SUPPLIED RECORDS
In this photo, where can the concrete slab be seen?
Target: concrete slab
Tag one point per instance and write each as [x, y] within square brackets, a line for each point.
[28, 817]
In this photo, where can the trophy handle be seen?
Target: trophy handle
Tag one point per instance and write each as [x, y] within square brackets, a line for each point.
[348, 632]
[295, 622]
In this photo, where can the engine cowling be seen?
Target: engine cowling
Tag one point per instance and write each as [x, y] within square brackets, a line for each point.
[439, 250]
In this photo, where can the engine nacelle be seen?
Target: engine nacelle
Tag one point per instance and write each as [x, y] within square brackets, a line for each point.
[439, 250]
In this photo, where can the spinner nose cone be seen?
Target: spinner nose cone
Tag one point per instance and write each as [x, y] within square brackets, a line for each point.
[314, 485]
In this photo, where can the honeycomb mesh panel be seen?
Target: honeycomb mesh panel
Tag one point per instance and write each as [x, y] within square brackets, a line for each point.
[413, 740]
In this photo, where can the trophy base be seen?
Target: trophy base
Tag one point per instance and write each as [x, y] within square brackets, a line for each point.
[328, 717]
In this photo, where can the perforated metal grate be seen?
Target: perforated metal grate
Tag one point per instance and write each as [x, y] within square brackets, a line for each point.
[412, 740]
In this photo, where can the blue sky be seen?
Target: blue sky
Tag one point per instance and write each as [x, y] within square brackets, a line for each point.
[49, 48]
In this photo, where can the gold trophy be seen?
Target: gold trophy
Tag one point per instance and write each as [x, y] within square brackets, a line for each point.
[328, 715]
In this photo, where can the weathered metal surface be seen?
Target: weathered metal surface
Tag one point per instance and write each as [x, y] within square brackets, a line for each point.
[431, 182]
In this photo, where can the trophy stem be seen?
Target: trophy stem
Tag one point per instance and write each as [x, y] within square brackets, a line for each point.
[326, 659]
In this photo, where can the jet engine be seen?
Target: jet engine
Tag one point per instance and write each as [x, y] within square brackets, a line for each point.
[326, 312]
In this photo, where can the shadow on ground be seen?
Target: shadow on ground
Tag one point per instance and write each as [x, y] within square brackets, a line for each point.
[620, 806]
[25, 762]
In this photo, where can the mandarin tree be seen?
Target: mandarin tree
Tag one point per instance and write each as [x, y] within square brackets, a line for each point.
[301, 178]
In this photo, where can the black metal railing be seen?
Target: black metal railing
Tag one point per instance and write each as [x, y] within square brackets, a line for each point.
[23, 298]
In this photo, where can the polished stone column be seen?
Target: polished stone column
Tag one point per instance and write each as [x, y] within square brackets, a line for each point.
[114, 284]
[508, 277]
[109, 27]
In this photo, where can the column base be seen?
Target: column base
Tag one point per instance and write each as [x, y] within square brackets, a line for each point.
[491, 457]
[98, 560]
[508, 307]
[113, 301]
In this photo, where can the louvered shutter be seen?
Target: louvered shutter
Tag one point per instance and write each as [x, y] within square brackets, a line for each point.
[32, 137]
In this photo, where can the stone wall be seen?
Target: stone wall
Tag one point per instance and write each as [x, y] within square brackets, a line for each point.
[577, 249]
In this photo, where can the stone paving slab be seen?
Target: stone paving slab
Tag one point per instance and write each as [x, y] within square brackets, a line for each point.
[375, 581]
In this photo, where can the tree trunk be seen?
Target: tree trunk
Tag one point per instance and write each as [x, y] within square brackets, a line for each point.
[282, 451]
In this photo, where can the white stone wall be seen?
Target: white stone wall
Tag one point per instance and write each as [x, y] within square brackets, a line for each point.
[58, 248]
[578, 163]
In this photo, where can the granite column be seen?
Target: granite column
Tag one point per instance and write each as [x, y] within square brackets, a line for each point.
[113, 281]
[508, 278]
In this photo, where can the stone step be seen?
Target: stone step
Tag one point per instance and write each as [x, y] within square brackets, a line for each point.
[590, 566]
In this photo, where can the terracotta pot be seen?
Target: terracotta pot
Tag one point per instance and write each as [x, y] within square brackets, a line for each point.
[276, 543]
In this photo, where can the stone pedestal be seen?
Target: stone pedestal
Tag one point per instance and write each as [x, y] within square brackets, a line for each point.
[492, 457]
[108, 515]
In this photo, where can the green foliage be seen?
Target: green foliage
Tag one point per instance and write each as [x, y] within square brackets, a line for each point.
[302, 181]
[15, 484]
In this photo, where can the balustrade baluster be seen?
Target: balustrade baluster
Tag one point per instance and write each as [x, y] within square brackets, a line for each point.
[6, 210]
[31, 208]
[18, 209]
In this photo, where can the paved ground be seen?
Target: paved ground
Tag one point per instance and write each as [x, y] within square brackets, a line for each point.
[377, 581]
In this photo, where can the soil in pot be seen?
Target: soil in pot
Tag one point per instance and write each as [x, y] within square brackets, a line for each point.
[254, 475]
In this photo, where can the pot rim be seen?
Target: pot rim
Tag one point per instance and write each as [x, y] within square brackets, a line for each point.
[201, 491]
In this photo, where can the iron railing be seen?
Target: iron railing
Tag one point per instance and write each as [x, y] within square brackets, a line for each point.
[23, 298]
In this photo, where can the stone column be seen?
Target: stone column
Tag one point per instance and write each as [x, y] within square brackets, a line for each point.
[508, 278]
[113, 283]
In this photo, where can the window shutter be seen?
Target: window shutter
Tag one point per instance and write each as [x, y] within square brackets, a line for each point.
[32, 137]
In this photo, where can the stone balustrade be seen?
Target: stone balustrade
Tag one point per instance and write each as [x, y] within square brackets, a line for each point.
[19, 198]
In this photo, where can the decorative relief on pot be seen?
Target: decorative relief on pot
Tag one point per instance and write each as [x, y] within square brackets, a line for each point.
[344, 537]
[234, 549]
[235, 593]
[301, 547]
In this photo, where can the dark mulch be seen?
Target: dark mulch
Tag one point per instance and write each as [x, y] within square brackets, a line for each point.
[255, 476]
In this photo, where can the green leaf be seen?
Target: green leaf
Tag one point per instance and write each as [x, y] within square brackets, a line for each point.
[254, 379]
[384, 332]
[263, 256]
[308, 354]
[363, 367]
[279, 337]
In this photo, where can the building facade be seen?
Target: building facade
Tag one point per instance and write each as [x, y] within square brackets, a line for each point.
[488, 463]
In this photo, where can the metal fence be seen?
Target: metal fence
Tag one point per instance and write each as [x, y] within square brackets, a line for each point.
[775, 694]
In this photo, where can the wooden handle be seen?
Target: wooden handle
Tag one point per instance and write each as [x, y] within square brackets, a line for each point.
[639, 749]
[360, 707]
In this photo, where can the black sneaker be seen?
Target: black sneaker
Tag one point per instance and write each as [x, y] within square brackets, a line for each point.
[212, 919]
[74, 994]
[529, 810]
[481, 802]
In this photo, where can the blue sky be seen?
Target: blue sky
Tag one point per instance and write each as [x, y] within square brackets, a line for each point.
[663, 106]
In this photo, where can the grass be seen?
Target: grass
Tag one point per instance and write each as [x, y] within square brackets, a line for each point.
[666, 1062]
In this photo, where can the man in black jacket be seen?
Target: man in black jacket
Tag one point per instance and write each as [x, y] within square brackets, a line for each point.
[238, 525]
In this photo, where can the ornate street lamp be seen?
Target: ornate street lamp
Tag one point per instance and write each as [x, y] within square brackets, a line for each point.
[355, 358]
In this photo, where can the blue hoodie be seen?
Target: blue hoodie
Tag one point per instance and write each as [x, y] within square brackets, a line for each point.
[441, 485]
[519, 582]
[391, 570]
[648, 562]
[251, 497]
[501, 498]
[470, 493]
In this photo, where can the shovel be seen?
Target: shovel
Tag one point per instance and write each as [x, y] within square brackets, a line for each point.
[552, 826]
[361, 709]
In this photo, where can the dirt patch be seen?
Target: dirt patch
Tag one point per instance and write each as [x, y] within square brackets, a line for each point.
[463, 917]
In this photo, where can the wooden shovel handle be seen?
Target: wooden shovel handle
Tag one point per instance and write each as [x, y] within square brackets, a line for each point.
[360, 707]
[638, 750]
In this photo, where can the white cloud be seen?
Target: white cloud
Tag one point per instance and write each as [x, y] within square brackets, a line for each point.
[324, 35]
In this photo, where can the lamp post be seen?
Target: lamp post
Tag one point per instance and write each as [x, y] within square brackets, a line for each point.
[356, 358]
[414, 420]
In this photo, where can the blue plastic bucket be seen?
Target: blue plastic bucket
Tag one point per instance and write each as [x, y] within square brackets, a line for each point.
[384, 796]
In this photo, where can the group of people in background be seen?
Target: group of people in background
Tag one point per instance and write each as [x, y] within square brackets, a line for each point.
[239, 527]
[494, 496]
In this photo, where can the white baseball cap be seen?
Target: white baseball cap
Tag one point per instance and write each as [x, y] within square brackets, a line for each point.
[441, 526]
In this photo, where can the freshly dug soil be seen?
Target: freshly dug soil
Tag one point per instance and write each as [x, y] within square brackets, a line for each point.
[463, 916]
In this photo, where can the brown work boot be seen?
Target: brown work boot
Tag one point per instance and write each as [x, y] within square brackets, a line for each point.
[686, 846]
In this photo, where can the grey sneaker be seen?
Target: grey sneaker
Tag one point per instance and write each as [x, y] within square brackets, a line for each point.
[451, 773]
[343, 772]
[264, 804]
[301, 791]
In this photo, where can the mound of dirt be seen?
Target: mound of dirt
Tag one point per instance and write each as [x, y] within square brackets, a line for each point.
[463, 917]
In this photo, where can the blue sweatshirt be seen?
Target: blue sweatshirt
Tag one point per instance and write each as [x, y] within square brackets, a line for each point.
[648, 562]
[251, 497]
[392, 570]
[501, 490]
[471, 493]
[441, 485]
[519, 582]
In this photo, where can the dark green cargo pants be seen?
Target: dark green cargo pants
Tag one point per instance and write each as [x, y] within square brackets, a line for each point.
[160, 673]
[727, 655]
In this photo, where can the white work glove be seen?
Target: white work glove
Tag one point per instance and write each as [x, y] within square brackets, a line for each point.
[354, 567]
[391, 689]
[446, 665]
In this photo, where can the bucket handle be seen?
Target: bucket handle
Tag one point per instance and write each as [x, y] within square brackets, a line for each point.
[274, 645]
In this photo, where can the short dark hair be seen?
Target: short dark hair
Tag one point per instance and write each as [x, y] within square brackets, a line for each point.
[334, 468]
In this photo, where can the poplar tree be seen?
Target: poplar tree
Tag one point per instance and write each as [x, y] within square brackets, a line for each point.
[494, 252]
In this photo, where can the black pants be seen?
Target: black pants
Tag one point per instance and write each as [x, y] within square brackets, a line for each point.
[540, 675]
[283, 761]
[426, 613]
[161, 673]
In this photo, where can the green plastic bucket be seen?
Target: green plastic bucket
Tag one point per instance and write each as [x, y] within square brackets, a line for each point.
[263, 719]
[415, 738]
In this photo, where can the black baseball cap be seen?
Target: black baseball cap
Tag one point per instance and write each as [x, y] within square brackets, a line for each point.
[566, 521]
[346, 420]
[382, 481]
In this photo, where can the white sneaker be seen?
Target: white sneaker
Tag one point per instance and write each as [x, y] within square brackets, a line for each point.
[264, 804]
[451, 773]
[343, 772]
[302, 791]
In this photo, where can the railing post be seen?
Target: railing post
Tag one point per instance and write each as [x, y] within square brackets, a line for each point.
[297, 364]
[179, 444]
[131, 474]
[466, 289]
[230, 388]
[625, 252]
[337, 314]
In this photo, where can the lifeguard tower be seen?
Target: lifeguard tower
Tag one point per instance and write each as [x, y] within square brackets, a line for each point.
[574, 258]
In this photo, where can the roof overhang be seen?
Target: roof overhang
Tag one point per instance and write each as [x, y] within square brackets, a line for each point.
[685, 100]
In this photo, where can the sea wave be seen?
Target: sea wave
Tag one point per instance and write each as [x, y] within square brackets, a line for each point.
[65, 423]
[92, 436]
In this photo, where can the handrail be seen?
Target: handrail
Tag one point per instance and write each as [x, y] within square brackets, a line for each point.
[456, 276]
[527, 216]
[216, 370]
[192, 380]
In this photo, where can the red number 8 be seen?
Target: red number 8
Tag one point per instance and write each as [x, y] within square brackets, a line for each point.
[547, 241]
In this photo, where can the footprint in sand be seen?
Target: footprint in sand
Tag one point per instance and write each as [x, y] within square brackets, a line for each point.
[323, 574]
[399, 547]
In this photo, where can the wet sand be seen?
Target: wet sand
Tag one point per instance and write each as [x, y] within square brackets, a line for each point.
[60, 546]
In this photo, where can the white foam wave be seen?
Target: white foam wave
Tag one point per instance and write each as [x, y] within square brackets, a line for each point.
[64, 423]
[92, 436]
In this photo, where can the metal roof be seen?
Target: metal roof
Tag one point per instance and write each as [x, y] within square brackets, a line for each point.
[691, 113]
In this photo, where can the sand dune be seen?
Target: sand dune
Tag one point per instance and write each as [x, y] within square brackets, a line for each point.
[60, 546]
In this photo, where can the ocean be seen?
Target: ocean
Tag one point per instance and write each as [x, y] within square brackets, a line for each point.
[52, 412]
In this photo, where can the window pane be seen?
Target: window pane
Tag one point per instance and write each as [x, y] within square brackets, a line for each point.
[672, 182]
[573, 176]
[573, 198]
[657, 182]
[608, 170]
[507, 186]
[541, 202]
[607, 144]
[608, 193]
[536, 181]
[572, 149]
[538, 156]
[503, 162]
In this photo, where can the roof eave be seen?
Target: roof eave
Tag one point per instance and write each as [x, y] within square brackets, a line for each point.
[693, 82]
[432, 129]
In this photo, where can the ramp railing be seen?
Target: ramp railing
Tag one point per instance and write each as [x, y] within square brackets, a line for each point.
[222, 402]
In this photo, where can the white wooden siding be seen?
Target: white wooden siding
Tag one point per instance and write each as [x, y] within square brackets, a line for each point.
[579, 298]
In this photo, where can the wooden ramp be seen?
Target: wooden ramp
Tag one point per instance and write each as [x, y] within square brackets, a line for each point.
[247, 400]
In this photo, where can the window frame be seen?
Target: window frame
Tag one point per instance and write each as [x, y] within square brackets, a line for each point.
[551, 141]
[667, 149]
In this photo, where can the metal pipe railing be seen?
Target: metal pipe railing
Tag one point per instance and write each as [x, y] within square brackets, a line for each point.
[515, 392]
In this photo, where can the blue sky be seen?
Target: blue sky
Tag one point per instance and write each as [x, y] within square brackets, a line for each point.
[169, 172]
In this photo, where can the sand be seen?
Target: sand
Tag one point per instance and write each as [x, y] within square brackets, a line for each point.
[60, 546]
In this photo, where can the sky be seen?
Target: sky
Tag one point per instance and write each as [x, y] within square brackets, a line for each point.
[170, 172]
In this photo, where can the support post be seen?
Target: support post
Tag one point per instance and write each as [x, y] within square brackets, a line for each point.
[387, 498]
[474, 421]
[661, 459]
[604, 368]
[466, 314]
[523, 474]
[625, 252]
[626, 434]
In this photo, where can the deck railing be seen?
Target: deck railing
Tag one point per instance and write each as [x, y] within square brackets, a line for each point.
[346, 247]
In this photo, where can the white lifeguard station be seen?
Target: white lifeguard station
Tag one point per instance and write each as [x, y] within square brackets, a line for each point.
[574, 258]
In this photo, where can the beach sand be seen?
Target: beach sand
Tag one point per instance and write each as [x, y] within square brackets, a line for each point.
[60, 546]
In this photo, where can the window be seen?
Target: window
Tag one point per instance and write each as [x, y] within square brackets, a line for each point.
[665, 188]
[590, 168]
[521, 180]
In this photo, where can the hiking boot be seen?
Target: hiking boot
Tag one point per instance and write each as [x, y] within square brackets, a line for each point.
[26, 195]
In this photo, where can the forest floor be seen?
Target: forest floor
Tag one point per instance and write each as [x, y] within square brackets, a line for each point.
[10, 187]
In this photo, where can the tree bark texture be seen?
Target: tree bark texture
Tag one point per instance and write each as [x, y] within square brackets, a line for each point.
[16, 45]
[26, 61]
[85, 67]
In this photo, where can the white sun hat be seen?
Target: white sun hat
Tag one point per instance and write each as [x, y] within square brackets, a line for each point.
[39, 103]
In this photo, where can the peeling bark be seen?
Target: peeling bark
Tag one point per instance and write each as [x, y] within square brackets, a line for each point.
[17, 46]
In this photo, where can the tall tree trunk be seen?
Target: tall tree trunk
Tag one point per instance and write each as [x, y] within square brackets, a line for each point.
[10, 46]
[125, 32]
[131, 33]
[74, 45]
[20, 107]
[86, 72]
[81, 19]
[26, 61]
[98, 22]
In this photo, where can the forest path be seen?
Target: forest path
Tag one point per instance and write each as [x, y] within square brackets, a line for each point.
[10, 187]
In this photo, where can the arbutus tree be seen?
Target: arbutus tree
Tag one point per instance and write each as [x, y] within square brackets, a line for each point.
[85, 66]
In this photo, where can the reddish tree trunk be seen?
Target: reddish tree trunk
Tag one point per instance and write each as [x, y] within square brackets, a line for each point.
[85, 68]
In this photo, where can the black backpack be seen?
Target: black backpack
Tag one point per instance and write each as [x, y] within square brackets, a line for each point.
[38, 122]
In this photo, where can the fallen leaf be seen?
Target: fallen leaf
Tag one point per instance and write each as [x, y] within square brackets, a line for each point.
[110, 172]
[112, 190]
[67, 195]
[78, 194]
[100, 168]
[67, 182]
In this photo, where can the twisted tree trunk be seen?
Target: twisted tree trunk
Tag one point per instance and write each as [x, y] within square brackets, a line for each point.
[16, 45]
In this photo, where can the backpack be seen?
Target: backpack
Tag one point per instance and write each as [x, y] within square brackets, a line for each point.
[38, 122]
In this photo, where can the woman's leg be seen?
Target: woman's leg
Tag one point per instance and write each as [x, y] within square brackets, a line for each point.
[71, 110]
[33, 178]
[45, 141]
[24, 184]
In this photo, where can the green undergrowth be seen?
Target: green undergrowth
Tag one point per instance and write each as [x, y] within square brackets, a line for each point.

THE EXERCISE
Copy, character for character, the lines from the line that holds "In this photo, where can the backpack" through the final line of the records above.

SOLUTION TO THIS EXERCISE
In this photo, where can the backpack be seen?
Target: backpack
Tag one point per instance and write each as [x, y] within square brackets, a line for each point.
[38, 122]
In this photo, where can the woman's leg be seen?
Target: woman's leg
Tag one point per instance and write each as [x, y] within square brackets, a line for each point.
[71, 110]
[33, 178]
[45, 141]
[24, 184]
In this photo, where can the green undergrowth be seen?
Target: green undergrowth
Tag one point per instance and write each as [x, y] within square brackets, a line for each point.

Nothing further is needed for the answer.